*What you will do*.
1/ Translate this sentence from the 1862 Victorian Exploration Party passage below into Spanish: "On 8 December the party arrived in Clare, South Australia."
2/ Answer these questions using the 1862 Victorian Exploration Party passage below.
(a) On what date did the party reach Cooper Creek?
(b) At which waterhole did the party camp there?
(c) On what date did Burke's and Wills' remains arrive in Melbourne?

*Supplied passage*.
------

1862 Victorian Exploration Party
In 1862 Alfred Howitt was tasked with returning to Cooper Creek, exhuming Burke and Wills' remains and returning them to Melbourne for a State Funeral. On 9 December 1861 Howitt left Melbourne for the Cooper. After a long stay in Menindee and again at Mount Murchison the party arrived at Cooper Creek on 25 February 1862, camping at Cullyamurra waterhole. From there Howitt undertook numerous exploratory trips into the surrounding area. On 13 April 1862, Wills' remains were exhumed, and in September 1862, Burke's bones were retrieved from the grave that Howitt had dug a year earlier.

For the next six months Howitt explored the Australian interior before deciding in November to return to the settled areas. On 8 December the party arrived in Clare, South Australia. Howitt and the expedition's doctor continued on to Adelaide while the rest of the expedition members followed three days later by train. Burke's and Wills' remains were then taken to Melbourne, arriving on 29 December 1862.

------

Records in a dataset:
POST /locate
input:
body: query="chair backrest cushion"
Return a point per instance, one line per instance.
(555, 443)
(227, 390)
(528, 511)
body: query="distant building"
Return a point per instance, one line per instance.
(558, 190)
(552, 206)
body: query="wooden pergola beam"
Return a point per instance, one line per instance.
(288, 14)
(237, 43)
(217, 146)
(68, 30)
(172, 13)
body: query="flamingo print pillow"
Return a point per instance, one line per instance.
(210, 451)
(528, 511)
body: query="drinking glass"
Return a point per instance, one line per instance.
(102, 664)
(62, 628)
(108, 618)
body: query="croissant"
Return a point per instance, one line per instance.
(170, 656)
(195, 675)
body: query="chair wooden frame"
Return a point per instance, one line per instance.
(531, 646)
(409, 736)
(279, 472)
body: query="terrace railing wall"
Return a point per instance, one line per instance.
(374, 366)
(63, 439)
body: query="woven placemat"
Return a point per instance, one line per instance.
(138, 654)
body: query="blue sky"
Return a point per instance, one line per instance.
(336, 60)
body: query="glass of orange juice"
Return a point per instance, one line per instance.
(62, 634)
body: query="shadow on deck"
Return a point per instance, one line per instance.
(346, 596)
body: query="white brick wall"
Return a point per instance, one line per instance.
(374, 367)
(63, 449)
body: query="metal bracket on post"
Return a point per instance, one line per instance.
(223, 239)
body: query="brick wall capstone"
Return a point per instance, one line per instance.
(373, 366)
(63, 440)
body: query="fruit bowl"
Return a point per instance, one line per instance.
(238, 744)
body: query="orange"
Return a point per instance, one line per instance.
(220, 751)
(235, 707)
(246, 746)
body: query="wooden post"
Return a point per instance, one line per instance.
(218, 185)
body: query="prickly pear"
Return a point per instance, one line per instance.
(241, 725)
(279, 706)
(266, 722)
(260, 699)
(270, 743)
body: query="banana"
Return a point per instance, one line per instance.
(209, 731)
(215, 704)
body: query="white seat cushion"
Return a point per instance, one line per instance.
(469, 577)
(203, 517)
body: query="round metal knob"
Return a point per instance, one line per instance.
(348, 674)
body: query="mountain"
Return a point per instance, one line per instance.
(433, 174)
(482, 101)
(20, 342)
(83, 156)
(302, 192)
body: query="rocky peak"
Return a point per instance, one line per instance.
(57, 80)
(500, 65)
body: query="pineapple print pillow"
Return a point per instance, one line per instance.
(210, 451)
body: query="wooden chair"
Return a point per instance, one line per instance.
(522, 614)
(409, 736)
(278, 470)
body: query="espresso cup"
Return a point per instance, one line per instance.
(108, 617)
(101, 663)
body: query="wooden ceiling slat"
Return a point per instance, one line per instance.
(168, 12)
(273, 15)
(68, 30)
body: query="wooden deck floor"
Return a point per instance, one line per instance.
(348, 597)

------

*Solutions to each task*.
1/ El 8 de diciembre, el grupo llegó a Clare, Australia Meridional.

2/
(a) 25 February 1862
(b) Cullyamurra waterhole
(c) 29 December 1862